• [To do]: Which lines in the entries below contain the word "plastic"? Pull out each of those lines in full, counting only matches with the same capitalization.

• [Rows]:
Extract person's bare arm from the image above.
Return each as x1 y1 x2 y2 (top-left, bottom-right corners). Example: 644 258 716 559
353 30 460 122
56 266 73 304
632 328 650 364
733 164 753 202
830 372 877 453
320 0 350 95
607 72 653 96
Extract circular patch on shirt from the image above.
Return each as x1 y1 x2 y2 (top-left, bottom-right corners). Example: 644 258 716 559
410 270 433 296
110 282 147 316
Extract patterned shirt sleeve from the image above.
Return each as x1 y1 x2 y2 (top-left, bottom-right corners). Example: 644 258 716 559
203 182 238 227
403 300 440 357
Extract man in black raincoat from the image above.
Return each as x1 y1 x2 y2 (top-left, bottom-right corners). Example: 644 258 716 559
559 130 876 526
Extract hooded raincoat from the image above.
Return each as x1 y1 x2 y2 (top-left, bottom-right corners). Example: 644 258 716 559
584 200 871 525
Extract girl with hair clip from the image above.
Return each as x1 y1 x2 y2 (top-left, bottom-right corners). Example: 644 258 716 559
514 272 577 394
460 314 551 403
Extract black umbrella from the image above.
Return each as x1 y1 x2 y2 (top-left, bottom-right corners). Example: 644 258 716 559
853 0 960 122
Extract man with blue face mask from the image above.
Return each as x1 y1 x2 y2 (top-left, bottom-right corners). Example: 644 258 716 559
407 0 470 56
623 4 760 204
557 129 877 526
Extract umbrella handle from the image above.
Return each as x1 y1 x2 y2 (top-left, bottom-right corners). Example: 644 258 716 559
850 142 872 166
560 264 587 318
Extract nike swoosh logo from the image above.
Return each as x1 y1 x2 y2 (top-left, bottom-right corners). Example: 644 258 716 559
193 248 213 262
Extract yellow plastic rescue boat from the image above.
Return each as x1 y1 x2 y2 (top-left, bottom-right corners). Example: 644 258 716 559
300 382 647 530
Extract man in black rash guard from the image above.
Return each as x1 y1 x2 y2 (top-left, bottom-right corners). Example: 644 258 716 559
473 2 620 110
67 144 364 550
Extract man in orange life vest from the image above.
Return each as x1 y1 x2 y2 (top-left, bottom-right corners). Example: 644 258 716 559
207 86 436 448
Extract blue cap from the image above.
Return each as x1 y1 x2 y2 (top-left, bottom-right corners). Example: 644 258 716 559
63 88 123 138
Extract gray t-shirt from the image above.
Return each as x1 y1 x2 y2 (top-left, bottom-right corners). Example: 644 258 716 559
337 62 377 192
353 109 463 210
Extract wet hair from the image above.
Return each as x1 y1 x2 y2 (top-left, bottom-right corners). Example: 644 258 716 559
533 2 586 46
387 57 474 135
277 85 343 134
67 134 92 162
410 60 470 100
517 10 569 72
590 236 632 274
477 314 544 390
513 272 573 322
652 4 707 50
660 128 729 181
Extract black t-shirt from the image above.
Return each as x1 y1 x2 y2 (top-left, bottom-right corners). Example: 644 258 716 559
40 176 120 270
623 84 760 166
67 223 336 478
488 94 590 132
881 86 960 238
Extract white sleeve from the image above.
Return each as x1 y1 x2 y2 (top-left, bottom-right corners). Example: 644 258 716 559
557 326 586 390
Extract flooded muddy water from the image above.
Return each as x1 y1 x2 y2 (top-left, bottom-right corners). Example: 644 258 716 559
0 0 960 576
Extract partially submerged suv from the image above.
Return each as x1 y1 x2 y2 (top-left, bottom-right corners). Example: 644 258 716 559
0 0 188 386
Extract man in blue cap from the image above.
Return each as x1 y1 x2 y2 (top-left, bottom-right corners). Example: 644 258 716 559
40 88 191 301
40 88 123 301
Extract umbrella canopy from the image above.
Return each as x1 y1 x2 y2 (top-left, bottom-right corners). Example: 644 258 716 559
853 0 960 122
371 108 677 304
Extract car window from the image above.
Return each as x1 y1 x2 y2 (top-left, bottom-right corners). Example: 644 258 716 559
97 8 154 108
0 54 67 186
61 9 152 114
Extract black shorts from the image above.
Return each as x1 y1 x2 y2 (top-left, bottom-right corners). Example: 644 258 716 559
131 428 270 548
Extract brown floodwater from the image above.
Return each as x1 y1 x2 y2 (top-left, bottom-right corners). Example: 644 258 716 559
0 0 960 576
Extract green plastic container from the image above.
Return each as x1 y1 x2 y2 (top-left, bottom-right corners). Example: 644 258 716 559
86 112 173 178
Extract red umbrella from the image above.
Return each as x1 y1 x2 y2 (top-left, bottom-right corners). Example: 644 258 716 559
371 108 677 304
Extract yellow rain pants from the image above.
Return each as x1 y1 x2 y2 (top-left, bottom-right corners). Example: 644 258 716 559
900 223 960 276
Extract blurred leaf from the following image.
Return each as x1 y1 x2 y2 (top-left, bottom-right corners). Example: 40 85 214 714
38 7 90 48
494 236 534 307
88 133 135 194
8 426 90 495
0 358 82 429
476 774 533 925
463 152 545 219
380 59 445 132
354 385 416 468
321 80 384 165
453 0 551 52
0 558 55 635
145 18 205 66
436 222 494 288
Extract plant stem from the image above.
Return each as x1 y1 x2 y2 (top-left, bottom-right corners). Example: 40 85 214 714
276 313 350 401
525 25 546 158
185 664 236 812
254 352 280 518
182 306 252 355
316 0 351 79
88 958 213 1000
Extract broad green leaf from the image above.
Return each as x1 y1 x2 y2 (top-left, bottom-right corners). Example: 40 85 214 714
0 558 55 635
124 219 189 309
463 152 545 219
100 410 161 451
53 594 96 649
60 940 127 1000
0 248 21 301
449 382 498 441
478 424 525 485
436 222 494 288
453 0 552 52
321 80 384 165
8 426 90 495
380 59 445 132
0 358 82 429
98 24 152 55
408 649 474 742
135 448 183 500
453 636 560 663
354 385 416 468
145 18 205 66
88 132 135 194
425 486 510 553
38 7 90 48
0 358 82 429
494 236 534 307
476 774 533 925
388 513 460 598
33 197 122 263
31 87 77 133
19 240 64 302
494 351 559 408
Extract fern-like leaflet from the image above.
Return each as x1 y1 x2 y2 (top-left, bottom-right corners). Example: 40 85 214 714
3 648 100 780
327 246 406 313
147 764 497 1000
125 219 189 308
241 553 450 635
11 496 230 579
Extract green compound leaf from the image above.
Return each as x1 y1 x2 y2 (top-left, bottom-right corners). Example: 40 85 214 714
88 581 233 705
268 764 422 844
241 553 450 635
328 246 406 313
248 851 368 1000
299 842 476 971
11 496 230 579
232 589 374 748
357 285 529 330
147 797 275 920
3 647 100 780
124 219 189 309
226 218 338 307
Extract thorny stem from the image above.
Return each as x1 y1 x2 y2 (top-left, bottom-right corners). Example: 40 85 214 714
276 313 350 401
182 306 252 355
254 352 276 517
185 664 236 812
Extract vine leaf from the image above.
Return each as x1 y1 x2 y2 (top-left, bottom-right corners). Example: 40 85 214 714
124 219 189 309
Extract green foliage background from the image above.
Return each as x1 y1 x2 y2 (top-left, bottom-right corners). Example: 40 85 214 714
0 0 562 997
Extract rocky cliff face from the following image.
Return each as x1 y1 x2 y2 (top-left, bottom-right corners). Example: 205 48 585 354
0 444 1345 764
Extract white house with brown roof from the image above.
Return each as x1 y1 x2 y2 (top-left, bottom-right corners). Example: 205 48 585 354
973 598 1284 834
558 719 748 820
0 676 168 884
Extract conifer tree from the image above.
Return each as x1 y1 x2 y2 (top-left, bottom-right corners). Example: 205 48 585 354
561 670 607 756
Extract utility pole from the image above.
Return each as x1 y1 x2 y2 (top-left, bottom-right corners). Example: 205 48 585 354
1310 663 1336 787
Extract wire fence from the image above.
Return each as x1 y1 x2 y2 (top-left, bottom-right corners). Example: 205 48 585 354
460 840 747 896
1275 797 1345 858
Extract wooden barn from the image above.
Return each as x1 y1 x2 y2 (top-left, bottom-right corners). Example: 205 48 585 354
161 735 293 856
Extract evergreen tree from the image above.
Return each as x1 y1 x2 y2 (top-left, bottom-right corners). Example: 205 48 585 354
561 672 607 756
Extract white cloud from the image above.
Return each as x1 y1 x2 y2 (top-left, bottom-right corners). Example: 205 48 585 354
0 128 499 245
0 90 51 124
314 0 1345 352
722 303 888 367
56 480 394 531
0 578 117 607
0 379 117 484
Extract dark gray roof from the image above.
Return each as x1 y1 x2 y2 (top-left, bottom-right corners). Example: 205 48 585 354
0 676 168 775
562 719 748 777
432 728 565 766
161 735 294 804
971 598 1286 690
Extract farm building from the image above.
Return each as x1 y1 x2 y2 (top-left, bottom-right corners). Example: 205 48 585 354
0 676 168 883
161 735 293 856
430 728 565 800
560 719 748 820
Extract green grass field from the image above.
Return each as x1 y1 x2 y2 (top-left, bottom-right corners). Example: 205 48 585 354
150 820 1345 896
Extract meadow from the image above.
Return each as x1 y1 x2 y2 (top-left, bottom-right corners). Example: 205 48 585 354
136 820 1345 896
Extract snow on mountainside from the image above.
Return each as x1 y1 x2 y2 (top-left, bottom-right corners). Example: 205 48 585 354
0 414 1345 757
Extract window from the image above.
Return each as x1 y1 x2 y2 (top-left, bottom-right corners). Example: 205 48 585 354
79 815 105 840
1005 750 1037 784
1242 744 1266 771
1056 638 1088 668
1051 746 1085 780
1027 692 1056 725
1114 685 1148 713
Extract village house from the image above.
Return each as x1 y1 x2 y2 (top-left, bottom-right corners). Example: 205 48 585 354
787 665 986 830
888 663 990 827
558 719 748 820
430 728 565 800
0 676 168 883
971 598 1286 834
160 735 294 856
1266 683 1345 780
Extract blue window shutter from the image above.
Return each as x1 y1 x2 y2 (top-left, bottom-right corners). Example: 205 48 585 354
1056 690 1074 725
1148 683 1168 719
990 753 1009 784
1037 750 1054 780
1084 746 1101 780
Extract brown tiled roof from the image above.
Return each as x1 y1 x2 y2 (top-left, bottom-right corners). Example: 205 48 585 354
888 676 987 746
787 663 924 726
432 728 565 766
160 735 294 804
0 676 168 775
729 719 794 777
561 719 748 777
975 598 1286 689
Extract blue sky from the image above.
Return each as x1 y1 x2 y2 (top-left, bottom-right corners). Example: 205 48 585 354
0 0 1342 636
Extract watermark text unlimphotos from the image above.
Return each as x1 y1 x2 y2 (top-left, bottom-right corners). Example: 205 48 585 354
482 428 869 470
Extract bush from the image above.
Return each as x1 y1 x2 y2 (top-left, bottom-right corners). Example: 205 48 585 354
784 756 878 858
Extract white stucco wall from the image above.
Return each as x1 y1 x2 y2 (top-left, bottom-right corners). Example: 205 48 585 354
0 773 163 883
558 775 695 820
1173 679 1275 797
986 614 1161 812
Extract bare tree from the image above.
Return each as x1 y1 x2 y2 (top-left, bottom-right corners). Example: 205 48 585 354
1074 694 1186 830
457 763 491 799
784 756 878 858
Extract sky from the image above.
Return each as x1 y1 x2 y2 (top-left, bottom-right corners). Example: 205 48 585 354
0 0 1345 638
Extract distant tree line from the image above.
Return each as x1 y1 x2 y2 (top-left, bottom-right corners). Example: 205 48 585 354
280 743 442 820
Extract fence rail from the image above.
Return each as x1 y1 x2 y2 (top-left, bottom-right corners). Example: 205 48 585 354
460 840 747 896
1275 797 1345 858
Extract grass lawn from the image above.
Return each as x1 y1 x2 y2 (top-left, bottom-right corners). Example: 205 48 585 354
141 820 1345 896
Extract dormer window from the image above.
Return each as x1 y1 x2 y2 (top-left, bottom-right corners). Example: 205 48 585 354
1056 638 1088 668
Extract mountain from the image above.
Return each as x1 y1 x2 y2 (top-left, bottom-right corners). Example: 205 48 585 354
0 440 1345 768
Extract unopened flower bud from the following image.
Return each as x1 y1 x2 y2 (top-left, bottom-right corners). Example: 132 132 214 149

• [Correct answer]:
Extract yellow plastic rescue boat from the image above.
Extract green plastic container from the image above.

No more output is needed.